(Registros guardados)

══════════

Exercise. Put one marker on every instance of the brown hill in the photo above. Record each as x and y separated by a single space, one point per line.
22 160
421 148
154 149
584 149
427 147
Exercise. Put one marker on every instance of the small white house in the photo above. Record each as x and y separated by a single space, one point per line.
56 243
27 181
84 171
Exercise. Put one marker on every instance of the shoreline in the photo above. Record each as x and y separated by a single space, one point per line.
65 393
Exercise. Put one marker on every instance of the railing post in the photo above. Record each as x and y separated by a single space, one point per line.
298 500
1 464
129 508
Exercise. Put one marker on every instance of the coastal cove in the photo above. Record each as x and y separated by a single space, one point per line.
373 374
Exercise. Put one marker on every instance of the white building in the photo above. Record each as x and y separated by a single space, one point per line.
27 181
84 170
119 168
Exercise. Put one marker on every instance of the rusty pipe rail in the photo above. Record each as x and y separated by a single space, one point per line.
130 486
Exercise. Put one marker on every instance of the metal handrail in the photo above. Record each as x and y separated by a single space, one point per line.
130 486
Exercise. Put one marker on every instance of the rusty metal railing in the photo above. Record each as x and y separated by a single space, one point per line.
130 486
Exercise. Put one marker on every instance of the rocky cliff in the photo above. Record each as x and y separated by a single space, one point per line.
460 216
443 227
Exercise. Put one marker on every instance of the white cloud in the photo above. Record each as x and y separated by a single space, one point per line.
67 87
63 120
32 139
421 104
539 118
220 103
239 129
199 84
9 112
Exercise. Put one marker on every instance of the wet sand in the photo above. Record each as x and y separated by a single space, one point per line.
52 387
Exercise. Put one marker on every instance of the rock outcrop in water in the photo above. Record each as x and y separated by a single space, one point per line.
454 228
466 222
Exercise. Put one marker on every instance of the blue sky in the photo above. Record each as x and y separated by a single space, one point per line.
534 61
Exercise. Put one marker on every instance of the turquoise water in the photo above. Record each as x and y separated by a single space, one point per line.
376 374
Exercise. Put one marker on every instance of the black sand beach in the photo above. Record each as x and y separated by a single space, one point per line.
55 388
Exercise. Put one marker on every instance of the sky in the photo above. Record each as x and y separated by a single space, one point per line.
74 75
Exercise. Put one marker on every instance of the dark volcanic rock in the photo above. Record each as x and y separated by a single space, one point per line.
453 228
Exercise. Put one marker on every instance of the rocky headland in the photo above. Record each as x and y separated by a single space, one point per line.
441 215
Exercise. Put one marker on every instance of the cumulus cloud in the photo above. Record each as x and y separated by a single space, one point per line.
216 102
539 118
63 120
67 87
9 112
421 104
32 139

══════════

▶ [Petición]
Vuelve a escribir todos los registros de arriba, línea por línea y sin cambiar nada.

▶ [Respuesta completa]
Exercise. Put one marker on every instance of the brown hill in the photo above. Record each as x and y separated by a single space, one point per line.
22 160
421 148
154 149
584 149
427 147
Exercise. Put one marker on every instance of the small white house in the photo above. Record each as x and y separated by a single space, one point per line.
56 243
27 181
84 171
Exercise. Put one marker on every instance of the shoreline in the photo above. Record each as x and y separated by a single space, one point per line.
65 393
Exercise. Put one marker on every instance of the railing post in the photo above. Record each as x and y separated by a single space, one point per line.
298 500
1 464
129 508
Exercise. Put one marker on every instance of the coastal cove in the photo above. Record each as x and y separated by a single space, one point per line.
373 374
Exercise. Put one marker on every instance of the white building in the photo above. Record each as x and y separated by a single space, one point per line.
27 181
84 170
119 168
Exercise. Put one marker on every instance of the rusty pipe rail in the photo above. Record each as x and y separated by a single space, one point per line.
130 486
Exercise. Put one marker on every instance of the metal handrail in the photo above. Record each as x and y separated by a single space, one point per line.
130 486
Exercise. Put one marker on every instance of the rusty metal railing in the photo above. Record each as x and y separated by a single space, one point per line.
130 486
Exercise. Put one marker on every instance of the rocky cliff in the photo above. Record each as x and y separated by a single space, one point per line.
460 216
443 227
Exercise. Put one marker on every instance of the white cloud in the photo above. Record each as x and y separated by a single space, one point per line.
67 87
63 120
32 139
421 104
539 118
220 103
239 129
199 84
9 112
Exercise. Put one marker on every instance of the wet sand in the photo above. Record each as x and y separated by a single space, one point per line.
52 387
Exercise. Put one marker on every instance of the rock outcrop in water in the photo above. Record each as x and y separated by a single space, one point per line.
454 228
466 222
Exercise. Put one marker on every instance of the blue sky in the photo above. Record each as x and y separated by a single space, one point per line.
534 61
Exercise. Put one marker on every instance of the turquoise water in the photo above. Record each as x and y separated by a single space, one point per line.
376 374
Exercise. Put one marker on every instance of the black sand beach in the photo above. Record each as x and y separated by a single space, one point per line.
55 388
Exercise. Put one marker on every instance of the sky in the photo above. Record each as x and y separated by a single space, one point per line.
74 75
Exercise. Put one marker on every instance of the dark volcanic rock in the photo above. Record each as x and y separated by a single space, one point per line.
453 228
Exercise. Put one marker on every instance of the rocky headland in the photo above. Record each as x and y separated by a single space, one point per line.
441 215
Exercise. Put one marker on every instance of the cumulus cloud in the photo above. Record each as x and y separated by a single space, one point per line.
216 102
539 118
63 120
67 87
9 112
421 104
32 139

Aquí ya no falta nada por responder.